+++ STORED DATA +++

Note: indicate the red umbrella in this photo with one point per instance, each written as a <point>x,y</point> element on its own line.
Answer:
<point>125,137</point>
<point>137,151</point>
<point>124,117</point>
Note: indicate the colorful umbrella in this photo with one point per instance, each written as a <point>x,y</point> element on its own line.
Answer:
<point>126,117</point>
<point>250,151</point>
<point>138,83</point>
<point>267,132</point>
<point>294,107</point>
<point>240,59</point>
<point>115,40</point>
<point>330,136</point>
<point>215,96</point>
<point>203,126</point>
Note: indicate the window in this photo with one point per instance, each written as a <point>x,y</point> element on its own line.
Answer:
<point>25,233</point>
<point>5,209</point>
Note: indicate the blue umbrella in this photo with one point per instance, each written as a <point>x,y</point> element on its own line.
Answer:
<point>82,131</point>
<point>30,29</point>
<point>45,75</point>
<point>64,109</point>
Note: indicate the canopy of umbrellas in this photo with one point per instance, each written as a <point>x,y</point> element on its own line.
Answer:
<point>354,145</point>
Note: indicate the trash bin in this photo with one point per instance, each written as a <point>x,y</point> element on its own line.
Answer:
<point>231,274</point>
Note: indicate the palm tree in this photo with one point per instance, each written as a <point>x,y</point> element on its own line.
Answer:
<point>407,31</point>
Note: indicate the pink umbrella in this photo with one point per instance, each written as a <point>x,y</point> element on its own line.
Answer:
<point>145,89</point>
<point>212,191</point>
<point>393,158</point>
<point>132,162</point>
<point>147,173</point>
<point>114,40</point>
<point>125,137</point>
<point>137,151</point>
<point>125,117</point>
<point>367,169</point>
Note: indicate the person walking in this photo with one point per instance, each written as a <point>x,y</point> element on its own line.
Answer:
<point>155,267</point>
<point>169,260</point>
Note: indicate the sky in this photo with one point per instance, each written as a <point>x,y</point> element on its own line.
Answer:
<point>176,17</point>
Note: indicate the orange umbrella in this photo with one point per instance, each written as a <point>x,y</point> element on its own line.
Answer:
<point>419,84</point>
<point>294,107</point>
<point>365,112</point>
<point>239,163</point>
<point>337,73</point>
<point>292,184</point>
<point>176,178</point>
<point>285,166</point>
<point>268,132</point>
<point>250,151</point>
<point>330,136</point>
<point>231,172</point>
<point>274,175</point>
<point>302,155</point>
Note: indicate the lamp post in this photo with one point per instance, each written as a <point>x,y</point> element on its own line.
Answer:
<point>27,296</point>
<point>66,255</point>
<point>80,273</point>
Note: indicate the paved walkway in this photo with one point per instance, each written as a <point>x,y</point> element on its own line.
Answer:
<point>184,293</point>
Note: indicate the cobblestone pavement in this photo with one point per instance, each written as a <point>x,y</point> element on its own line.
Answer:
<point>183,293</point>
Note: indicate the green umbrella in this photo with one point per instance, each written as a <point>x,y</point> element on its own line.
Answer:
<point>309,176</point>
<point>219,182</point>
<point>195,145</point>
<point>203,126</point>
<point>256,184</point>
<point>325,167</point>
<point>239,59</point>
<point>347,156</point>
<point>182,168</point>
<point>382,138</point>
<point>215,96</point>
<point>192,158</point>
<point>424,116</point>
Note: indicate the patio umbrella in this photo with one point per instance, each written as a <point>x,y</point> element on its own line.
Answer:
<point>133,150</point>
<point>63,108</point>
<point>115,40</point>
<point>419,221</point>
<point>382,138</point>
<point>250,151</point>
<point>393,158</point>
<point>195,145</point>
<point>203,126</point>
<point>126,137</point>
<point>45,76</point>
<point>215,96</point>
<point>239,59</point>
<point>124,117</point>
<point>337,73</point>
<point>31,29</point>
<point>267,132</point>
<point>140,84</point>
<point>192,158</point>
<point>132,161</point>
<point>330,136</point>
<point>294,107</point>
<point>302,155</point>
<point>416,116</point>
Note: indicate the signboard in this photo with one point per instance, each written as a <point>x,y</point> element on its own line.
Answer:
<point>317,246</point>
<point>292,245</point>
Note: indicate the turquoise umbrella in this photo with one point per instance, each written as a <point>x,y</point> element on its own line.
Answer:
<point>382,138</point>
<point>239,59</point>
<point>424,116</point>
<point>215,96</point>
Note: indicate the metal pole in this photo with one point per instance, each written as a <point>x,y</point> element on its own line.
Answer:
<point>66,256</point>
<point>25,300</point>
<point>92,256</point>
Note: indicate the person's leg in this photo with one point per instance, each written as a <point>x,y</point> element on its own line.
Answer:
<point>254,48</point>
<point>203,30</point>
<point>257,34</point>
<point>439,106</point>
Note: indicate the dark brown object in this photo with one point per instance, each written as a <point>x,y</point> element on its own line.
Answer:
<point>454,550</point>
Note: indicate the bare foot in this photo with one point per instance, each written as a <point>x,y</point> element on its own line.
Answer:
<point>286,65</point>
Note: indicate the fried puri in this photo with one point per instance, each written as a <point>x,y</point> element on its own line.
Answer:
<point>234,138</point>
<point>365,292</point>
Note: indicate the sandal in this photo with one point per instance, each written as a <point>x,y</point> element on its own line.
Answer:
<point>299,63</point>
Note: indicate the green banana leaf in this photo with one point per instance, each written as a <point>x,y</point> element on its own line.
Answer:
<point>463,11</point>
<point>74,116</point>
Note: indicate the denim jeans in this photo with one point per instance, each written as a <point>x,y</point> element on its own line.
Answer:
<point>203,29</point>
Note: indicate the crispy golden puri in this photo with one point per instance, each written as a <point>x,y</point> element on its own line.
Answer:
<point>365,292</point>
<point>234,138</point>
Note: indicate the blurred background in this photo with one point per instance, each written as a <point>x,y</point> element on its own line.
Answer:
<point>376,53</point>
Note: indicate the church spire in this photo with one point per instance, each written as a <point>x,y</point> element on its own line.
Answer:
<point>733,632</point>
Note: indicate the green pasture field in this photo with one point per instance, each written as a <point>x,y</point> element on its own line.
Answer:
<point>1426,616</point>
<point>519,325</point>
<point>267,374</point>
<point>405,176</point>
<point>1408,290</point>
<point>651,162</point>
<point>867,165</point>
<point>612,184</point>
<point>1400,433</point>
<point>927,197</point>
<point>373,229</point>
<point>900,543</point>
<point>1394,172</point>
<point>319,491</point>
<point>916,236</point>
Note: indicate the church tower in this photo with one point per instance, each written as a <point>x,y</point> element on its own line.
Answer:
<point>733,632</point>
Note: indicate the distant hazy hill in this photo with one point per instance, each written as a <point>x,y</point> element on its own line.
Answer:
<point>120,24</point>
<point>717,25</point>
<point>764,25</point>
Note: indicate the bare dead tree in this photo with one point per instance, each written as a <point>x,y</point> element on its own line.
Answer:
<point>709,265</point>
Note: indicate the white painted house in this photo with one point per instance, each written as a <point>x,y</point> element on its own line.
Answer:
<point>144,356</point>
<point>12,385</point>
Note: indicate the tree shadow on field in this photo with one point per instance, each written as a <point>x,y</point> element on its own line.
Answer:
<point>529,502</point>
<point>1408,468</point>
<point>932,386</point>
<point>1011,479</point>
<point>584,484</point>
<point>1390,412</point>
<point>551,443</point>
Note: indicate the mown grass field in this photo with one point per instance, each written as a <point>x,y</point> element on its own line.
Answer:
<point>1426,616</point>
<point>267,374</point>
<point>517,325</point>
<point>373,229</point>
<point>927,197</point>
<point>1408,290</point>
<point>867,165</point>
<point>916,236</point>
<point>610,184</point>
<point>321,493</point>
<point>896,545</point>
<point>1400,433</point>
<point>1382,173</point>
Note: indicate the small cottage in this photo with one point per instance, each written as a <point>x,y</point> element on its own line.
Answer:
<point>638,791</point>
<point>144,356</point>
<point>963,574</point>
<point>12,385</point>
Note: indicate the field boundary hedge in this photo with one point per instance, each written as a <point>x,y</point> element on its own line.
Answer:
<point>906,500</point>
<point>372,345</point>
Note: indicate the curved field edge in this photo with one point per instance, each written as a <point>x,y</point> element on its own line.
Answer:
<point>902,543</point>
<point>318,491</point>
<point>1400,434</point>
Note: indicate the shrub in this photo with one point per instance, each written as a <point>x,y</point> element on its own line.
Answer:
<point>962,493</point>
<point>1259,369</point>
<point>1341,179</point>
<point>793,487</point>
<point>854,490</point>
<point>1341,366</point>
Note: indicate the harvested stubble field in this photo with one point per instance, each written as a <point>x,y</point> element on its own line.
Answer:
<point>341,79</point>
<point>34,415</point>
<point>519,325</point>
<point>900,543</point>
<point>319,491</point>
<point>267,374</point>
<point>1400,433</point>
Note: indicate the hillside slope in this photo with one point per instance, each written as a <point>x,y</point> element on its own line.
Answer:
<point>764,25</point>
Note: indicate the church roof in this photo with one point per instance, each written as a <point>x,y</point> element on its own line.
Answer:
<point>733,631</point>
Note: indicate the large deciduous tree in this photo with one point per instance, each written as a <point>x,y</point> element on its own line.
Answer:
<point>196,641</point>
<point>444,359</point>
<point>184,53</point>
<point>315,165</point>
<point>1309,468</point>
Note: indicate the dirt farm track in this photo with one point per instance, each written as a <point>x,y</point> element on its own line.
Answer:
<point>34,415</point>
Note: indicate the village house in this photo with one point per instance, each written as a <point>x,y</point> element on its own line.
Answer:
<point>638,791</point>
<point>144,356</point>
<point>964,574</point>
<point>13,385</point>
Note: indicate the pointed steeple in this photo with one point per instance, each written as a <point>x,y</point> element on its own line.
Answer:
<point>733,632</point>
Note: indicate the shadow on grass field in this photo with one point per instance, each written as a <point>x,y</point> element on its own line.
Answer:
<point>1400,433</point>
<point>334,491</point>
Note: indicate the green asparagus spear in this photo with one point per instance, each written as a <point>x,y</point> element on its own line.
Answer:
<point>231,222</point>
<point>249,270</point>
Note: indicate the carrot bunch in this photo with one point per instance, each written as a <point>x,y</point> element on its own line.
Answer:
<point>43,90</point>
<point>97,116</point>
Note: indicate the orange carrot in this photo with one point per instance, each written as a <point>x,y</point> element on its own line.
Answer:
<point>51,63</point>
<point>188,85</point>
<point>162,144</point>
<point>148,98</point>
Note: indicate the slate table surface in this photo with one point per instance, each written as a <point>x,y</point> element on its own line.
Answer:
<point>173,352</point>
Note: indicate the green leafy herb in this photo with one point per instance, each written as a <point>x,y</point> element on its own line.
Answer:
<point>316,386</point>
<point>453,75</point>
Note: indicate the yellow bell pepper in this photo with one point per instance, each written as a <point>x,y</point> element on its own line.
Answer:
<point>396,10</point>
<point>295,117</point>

+++

DESCRIPTION OF THE TASK: Only a number is wanted. How many lines of the entries above carry "shadow"?

TASK ANSWER: 2